• [Exercise data]
━━━━━━━━━━

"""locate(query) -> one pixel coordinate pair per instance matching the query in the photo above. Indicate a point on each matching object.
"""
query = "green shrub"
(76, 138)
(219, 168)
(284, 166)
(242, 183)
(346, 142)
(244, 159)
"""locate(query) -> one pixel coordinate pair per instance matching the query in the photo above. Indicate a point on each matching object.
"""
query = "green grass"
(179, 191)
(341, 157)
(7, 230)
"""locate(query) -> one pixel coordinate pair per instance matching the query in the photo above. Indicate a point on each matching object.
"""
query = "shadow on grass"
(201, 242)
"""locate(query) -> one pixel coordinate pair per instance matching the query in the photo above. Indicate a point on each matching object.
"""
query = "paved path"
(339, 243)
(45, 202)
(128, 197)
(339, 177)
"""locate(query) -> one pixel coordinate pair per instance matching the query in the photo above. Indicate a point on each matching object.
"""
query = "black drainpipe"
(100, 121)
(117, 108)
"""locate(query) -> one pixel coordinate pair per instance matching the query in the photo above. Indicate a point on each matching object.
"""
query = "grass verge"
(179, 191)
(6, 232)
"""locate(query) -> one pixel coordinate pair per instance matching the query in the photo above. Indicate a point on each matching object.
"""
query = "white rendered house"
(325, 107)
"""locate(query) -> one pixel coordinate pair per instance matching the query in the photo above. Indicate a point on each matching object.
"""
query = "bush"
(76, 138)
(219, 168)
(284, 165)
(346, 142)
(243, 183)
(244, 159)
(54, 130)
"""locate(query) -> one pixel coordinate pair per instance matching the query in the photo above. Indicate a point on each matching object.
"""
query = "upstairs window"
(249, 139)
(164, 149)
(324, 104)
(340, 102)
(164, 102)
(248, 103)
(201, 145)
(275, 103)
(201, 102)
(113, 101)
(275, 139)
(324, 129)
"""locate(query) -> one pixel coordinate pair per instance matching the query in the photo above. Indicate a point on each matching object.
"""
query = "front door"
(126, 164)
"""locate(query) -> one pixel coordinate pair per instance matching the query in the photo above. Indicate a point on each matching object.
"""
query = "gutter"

━━━━━━━━━━

• [The problem]
Output each entry precisely as given.

• [Response]
"""locate(query) -> one pixel coordinate pair per instance matching the query in the photo above. Indicate a point on each matching object.
"""
query = "green shrub"
(76, 138)
(219, 168)
(284, 166)
(242, 183)
(346, 142)
(244, 159)
"""locate(query) -> one pixel coordinate pair per instance matching the query in the photo above. Indicate a point on each matching object.
"""
query = "green grass"
(179, 191)
(341, 157)
(7, 230)
"""locate(query) -> one pixel coordinate pair per instance matching the query in the photo above. Indicate a point on each matching object.
"""
query = "shadow on grass"
(201, 242)
"""locate(query) -> one pixel coordinate pair per instance matching the query in the photo above. Indicate a point on each matching object.
"""
query = "paved path"
(339, 243)
(45, 202)
(128, 197)
(339, 177)
"""locate(query) -> one pixel coordinate pair per instance matching the query in the photo above. Indicate a point on each matching object.
"""
query = "black drainpipe"
(100, 121)
(117, 108)
"""locate(query) -> one pixel coordinate pair per instance matching the query in the photo above. Indicate a point on each matching object.
"""
query = "grass verge"
(179, 191)
(6, 232)
"""locate(query) -> one pixel coordinate pair per instance matching the query in the photo above. Indicate a point on each matching object.
"""
query = "white rendered house"
(325, 107)
"""locate(query) -> one pixel coordinate pair per instance matching the query in the photo above. Indicate a point on each matching object.
"""
query = "bush"
(76, 138)
(219, 168)
(284, 165)
(346, 142)
(243, 183)
(244, 159)
(54, 130)
"""locate(query) -> one pixel coordinate pair per instance matching the query in the photo above. Indicate a point on each matching object.
"""
query = "upstairs window"
(249, 139)
(164, 149)
(324, 104)
(340, 102)
(164, 102)
(248, 103)
(201, 145)
(275, 103)
(201, 102)
(113, 101)
(275, 139)
(324, 129)
"""locate(query) -> one pixel coordinate pair per instance matching the query in the photo above. Indicate a point on each matching object.
"""
query = "front door"
(126, 164)
"""locate(query) -> one pixel coordinate pair per instance matching the query in the photo above. Indicate a point on each matching object.
"""
query = "gutter"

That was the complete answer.